§ **EXERCISE DESCRIPTION**
Rewrite only the part that opens with the line containing "Pinpoint boy's right" and closes with the line containing "left=74, top=160, right=86, bottom=175", replacing "right hand" with "left hand" and leaving everything else unchanged.
##### MATERIAL PROVIDED #####
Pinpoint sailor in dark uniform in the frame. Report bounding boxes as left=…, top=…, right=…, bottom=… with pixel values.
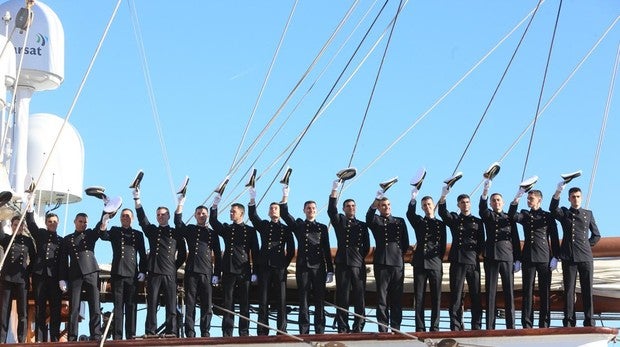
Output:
left=508, top=188, right=560, bottom=329
left=100, top=208, right=147, bottom=340
left=26, top=204, right=62, bottom=342
left=549, top=181, right=601, bottom=327
left=0, top=216, right=36, bottom=343
left=248, top=187, right=295, bottom=335
left=407, top=187, right=446, bottom=331
left=327, top=179, right=370, bottom=333
left=366, top=189, right=409, bottom=332
left=439, top=185, right=484, bottom=330
left=133, top=188, right=187, bottom=336
left=59, top=213, right=108, bottom=341
left=209, top=194, right=258, bottom=336
left=174, top=200, right=222, bottom=337
left=478, top=179, right=521, bottom=330
left=280, top=185, right=334, bottom=334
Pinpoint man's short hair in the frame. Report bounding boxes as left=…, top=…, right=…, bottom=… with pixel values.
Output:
left=456, top=194, right=471, bottom=202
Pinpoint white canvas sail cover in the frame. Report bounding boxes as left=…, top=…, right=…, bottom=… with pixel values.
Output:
left=28, top=113, right=84, bottom=204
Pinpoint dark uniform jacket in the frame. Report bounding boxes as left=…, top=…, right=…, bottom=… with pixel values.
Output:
left=248, top=205, right=295, bottom=269
left=549, top=198, right=601, bottom=262
left=366, top=206, right=409, bottom=266
left=407, top=200, right=446, bottom=270
left=478, top=198, right=521, bottom=263
left=327, top=197, right=370, bottom=267
left=439, top=201, right=484, bottom=265
left=26, top=212, right=62, bottom=277
left=136, top=207, right=187, bottom=277
left=174, top=213, right=222, bottom=277
left=508, top=204, right=560, bottom=263
left=0, top=228, right=36, bottom=284
left=59, top=223, right=101, bottom=280
left=280, top=203, right=334, bottom=272
left=209, top=208, right=258, bottom=275
left=100, top=227, right=147, bottom=278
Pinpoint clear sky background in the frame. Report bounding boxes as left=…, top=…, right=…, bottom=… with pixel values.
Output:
left=8, top=0, right=620, bottom=340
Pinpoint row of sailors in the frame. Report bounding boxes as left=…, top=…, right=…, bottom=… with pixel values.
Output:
left=0, top=179, right=600, bottom=342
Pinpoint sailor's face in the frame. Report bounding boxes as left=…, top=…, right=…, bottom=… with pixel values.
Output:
left=73, top=216, right=88, bottom=233
left=304, top=202, right=316, bottom=220
left=194, top=208, right=209, bottom=225
left=45, top=216, right=58, bottom=232
left=378, top=199, right=392, bottom=217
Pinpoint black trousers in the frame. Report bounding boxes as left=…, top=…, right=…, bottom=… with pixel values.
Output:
left=222, top=273, right=250, bottom=336
left=144, top=274, right=177, bottom=335
left=112, top=275, right=138, bottom=340
left=521, top=262, right=551, bottom=329
left=0, top=281, right=28, bottom=343
left=295, top=266, right=326, bottom=334
left=562, top=260, right=594, bottom=327
left=450, top=262, right=482, bottom=331
left=413, top=265, right=443, bottom=332
left=32, top=274, right=62, bottom=342
left=374, top=265, right=405, bottom=332
left=484, top=259, right=515, bottom=330
left=336, top=264, right=366, bottom=333
left=185, top=272, right=213, bottom=337
left=68, top=272, right=101, bottom=341
left=256, top=265, right=286, bottom=335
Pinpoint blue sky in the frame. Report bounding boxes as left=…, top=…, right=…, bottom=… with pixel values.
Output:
left=6, top=0, right=620, bottom=338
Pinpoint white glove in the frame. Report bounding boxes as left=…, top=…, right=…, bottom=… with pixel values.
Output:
left=515, top=187, right=525, bottom=200
left=213, top=193, right=222, bottom=207
left=555, top=180, right=566, bottom=192
left=58, top=280, right=67, bottom=293
left=441, top=184, right=450, bottom=196
left=248, top=187, right=256, bottom=199
left=484, top=178, right=491, bottom=190
left=375, top=189, right=384, bottom=200
left=549, top=257, right=558, bottom=271
left=512, top=260, right=521, bottom=272
left=332, top=179, right=342, bottom=190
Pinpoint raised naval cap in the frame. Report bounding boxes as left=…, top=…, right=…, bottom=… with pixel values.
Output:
left=519, top=176, right=538, bottom=193
left=336, top=167, right=357, bottom=182
left=379, top=176, right=398, bottom=193
left=409, top=167, right=426, bottom=190
left=177, top=176, right=189, bottom=196
left=129, top=170, right=144, bottom=189
left=245, top=168, right=256, bottom=188
left=560, top=170, right=581, bottom=184
left=280, top=167, right=293, bottom=186
left=482, top=161, right=500, bottom=180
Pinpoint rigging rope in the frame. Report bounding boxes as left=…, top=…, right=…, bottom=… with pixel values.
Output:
left=340, top=0, right=403, bottom=169
left=586, top=40, right=620, bottom=208
left=128, top=0, right=176, bottom=200
left=521, top=0, right=562, bottom=181
left=452, top=0, right=543, bottom=174
left=228, top=0, right=299, bottom=174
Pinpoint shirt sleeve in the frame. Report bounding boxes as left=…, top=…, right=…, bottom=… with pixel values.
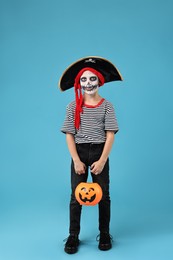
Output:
left=61, top=105, right=75, bottom=134
left=105, top=102, right=119, bottom=134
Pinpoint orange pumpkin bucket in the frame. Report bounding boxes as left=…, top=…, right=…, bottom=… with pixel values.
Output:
left=75, top=182, right=103, bottom=206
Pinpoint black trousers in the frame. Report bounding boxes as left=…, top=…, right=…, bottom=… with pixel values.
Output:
left=69, top=143, right=110, bottom=234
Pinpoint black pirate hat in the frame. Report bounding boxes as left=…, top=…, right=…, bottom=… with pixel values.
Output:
left=59, top=56, right=123, bottom=91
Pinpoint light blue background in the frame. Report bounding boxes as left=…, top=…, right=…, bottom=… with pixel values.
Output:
left=0, top=0, right=173, bottom=260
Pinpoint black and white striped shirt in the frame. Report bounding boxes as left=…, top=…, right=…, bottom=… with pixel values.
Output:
left=61, top=99, right=119, bottom=143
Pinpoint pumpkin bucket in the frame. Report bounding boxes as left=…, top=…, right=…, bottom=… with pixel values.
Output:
left=75, top=182, right=103, bottom=206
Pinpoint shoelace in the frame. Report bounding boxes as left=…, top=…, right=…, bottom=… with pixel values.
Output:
left=63, top=236, right=78, bottom=242
left=96, top=234, right=114, bottom=242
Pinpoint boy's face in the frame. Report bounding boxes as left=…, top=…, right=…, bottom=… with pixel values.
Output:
left=80, top=70, right=99, bottom=95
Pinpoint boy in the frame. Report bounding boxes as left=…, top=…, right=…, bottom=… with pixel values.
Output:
left=59, top=57, right=122, bottom=254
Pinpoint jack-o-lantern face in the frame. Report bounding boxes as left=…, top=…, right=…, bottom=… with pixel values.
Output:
left=75, top=182, right=103, bottom=206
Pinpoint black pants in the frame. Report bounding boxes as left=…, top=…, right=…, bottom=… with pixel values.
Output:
left=69, top=143, right=110, bottom=234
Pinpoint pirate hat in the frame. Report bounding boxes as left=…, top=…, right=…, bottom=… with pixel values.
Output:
left=59, top=56, right=123, bottom=91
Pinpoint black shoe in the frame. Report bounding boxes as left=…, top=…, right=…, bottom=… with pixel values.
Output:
left=64, top=235, right=79, bottom=254
left=97, top=233, right=113, bottom=251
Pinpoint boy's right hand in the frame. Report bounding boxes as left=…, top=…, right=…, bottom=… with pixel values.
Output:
left=74, top=160, right=86, bottom=175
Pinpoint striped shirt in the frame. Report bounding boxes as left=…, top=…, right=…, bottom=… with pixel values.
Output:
left=61, top=98, right=119, bottom=144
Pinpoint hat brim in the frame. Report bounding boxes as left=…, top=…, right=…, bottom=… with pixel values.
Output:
left=58, top=56, right=123, bottom=91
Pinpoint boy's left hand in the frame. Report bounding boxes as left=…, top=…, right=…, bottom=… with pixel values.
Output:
left=90, top=160, right=105, bottom=175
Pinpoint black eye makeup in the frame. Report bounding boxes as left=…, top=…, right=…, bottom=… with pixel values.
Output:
left=80, top=76, right=97, bottom=82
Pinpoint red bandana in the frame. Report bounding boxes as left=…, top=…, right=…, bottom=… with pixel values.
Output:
left=74, top=67, right=105, bottom=129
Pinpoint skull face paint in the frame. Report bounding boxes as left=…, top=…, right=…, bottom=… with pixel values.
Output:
left=80, top=70, right=99, bottom=95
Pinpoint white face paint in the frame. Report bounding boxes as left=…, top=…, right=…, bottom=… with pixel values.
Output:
left=80, top=70, right=99, bottom=95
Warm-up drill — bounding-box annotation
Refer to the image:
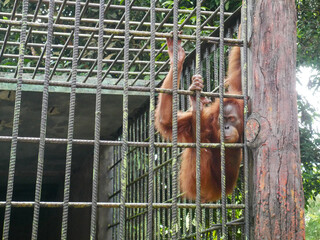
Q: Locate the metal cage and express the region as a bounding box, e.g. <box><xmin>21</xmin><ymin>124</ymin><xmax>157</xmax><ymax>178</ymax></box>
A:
<box><xmin>0</xmin><ymin>0</ymin><xmax>249</xmax><ymax>239</ymax></box>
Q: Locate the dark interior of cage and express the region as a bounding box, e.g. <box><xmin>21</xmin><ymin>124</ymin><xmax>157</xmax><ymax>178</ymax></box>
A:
<box><xmin>0</xmin><ymin>1</ymin><xmax>243</xmax><ymax>239</ymax></box>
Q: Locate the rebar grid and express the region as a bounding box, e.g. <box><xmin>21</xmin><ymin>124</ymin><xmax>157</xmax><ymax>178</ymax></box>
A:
<box><xmin>0</xmin><ymin>0</ymin><xmax>249</xmax><ymax>239</ymax></box>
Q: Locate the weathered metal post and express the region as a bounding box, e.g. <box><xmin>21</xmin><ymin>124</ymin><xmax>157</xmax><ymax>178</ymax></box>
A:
<box><xmin>247</xmin><ymin>0</ymin><xmax>305</xmax><ymax>239</ymax></box>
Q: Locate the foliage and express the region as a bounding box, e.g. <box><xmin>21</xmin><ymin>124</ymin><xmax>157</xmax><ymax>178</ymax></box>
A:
<box><xmin>298</xmin><ymin>97</ymin><xmax>320</xmax><ymax>206</ymax></box>
<box><xmin>306</xmin><ymin>196</ymin><xmax>320</xmax><ymax>240</ymax></box>
<box><xmin>296</xmin><ymin>0</ymin><xmax>320</xmax><ymax>206</ymax></box>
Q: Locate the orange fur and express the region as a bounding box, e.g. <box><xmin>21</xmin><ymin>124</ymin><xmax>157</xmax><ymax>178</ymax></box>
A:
<box><xmin>155</xmin><ymin>39</ymin><xmax>243</xmax><ymax>202</ymax></box>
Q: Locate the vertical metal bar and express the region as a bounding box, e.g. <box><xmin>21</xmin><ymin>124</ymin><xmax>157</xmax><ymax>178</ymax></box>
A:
<box><xmin>148</xmin><ymin>1</ymin><xmax>156</xmax><ymax>237</ymax></box>
<box><xmin>219</xmin><ymin>1</ymin><xmax>228</xmax><ymax>239</ymax></box>
<box><xmin>0</xmin><ymin>0</ymin><xmax>18</xmax><ymax>59</ymax></box>
<box><xmin>61</xmin><ymin>0</ymin><xmax>80</xmax><ymax>239</ymax></box>
<box><xmin>195</xmin><ymin>0</ymin><xmax>202</xmax><ymax>240</ymax></box>
<box><xmin>242</xmin><ymin>0</ymin><xmax>250</xmax><ymax>239</ymax></box>
<box><xmin>32</xmin><ymin>0</ymin><xmax>55</xmax><ymax>239</ymax></box>
<box><xmin>185</xmin><ymin>67</ymin><xmax>191</xmax><ymax>109</ymax></box>
<box><xmin>119</xmin><ymin>0</ymin><xmax>130</xmax><ymax>240</ymax></box>
<box><xmin>171</xmin><ymin>0</ymin><xmax>179</xmax><ymax>239</ymax></box>
<box><xmin>205</xmin><ymin>48</ymin><xmax>211</xmax><ymax>92</ymax></box>
<box><xmin>213</xmin><ymin>45</ymin><xmax>219</xmax><ymax>89</ymax></box>
<box><xmin>2</xmin><ymin>0</ymin><xmax>29</xmax><ymax>240</ymax></box>
<box><xmin>90</xmin><ymin>0</ymin><xmax>104</xmax><ymax>240</ymax></box>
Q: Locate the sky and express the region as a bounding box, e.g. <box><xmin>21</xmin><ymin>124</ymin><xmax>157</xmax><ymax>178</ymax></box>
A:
<box><xmin>297</xmin><ymin>67</ymin><xmax>320</xmax><ymax>132</ymax></box>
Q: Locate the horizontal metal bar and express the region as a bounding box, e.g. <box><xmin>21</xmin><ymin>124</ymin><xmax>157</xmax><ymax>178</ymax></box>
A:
<box><xmin>0</xmin><ymin>40</ymin><xmax>172</xmax><ymax>53</ymax></box>
<box><xmin>0</xmin><ymin>65</ymin><xmax>167</xmax><ymax>75</ymax></box>
<box><xmin>0</xmin><ymin>19</ymin><xmax>243</xmax><ymax>46</ymax></box>
<box><xmin>0</xmin><ymin>28</ymin><xmax>166</xmax><ymax>41</ymax></box>
<box><xmin>29</xmin><ymin>0</ymin><xmax>232</xmax><ymax>16</ymax></box>
<box><xmin>0</xmin><ymin>77</ymin><xmax>243</xmax><ymax>99</ymax></box>
<box><xmin>3</xmin><ymin>53</ymin><xmax>166</xmax><ymax>65</ymax></box>
<box><xmin>0</xmin><ymin>136</ymin><xmax>244</xmax><ymax>148</ymax></box>
<box><xmin>0</xmin><ymin>12</ymin><xmax>217</xmax><ymax>30</ymax></box>
<box><xmin>0</xmin><ymin>201</ymin><xmax>244</xmax><ymax>209</ymax></box>
<box><xmin>180</xmin><ymin>218</ymin><xmax>244</xmax><ymax>239</ymax></box>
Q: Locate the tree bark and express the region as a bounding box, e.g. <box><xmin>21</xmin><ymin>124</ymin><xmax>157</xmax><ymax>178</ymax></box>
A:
<box><xmin>247</xmin><ymin>0</ymin><xmax>305</xmax><ymax>239</ymax></box>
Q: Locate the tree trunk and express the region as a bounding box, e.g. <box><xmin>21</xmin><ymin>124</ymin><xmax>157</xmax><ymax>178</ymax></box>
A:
<box><xmin>247</xmin><ymin>0</ymin><xmax>305</xmax><ymax>240</ymax></box>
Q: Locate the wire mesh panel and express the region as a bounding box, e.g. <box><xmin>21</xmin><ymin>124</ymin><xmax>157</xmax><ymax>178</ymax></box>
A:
<box><xmin>0</xmin><ymin>0</ymin><xmax>249</xmax><ymax>239</ymax></box>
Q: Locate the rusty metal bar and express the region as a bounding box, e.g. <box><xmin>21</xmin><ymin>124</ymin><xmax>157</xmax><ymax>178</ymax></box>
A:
<box><xmin>2</xmin><ymin>0</ymin><xmax>29</xmax><ymax>240</ymax></box>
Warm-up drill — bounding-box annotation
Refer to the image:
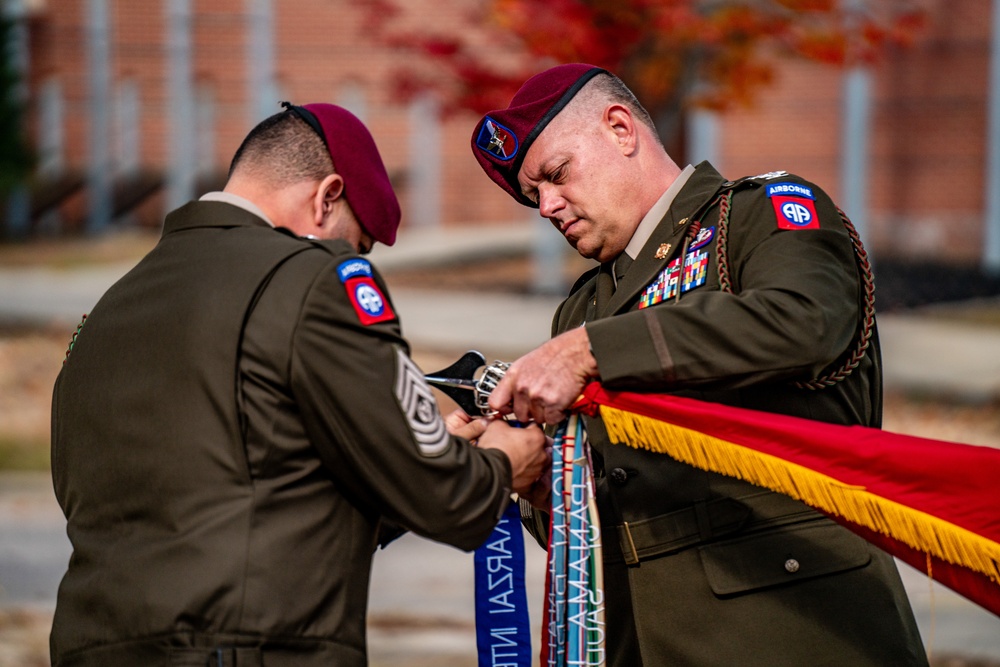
#####
§ **ANSWER TO THIS EXERCISE**
Pinpoint boy's left hand in the frame. Report bounding boxes as left=…, top=…, right=…, bottom=… with pixel values.
Output:
left=74, top=160, right=86, bottom=175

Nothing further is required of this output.